Print everything below from the line that contains "Mark the metal" down to the end of the records. Copy each line exactly.

Records pointing to named objects
###
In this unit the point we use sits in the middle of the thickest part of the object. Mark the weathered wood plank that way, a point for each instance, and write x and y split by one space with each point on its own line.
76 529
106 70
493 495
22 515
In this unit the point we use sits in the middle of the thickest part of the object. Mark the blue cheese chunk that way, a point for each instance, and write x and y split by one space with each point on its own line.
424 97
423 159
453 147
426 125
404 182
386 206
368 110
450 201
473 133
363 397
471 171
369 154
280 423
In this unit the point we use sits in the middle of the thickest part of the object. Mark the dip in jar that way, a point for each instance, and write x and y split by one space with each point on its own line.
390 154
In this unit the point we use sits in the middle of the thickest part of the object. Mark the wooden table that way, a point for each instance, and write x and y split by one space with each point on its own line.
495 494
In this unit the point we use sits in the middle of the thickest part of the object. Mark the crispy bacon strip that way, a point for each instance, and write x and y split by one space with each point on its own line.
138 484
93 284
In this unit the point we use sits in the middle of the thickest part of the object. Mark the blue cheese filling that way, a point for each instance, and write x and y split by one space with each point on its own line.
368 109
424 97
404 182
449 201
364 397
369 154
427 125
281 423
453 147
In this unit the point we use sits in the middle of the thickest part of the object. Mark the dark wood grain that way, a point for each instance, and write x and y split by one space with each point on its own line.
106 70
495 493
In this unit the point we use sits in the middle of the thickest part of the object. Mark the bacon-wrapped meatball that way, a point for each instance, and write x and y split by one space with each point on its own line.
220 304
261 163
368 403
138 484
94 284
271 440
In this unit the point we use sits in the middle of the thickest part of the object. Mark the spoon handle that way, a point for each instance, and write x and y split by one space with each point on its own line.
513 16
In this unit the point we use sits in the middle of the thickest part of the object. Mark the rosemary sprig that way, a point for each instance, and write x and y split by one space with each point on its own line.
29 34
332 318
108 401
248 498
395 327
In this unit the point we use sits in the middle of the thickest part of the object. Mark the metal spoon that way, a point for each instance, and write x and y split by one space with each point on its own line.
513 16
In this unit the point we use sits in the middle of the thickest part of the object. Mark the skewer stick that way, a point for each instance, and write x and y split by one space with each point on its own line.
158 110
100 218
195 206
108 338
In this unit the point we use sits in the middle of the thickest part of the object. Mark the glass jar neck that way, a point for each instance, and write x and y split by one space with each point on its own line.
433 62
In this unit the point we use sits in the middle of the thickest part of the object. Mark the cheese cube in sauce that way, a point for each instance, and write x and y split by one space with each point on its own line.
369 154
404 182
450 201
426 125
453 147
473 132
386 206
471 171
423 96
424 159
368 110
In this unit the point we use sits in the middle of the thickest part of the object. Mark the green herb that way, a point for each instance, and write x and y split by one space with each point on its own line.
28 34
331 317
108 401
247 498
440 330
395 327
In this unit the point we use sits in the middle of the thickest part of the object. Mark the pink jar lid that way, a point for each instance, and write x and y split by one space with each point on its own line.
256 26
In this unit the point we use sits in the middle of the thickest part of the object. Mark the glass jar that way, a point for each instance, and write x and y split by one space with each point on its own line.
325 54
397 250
###
_Task result_
In this unit the point we use sits in the middle of the thickest part of the object. Mark the metal spoon that way, a point for each instance, and write x and y split by one space with each point on its own line.
513 16
In this unit the point we use sits in the middle of the thickest part of the object. Mark the skewer stick that way, a point for each instance, and write x and y split by one space with each point on its own line.
158 110
100 218
195 206
108 338
In this unit the point we use sits in the middle of the thickest part of the object. Mark the glass jar neck that way, a point for each instance, and write x and y split by one space with each point on its own line.
433 62
In this unit the point we use sits in the middle of the thickest part of the object. Mark the cheese cube in sauce that way, a point for each instance, and write x and y split by one space with each point on its own line.
369 154
404 182
450 201
426 125
453 147
473 132
386 206
471 171
423 96
424 159
368 110
In this unit the point we use sits in the middle of the thickest part of the object. Mark the green herb that way, a point for each instance, and write x and y split by one space with each point on its own line.
28 34
331 317
108 401
247 498
440 330
395 327
In this unit the point we use sits in the middle of the thickest part of the object. Mark the pink jar lid that way, a point for each instance, and write x and y split by one space with each point on its own line.
256 26
In this unit the point we use sits in the middle of the thickest part of the object. Mark the glass jar that way, a point for each instance, and write x and y split by one space with each point on its own line.
325 54
397 250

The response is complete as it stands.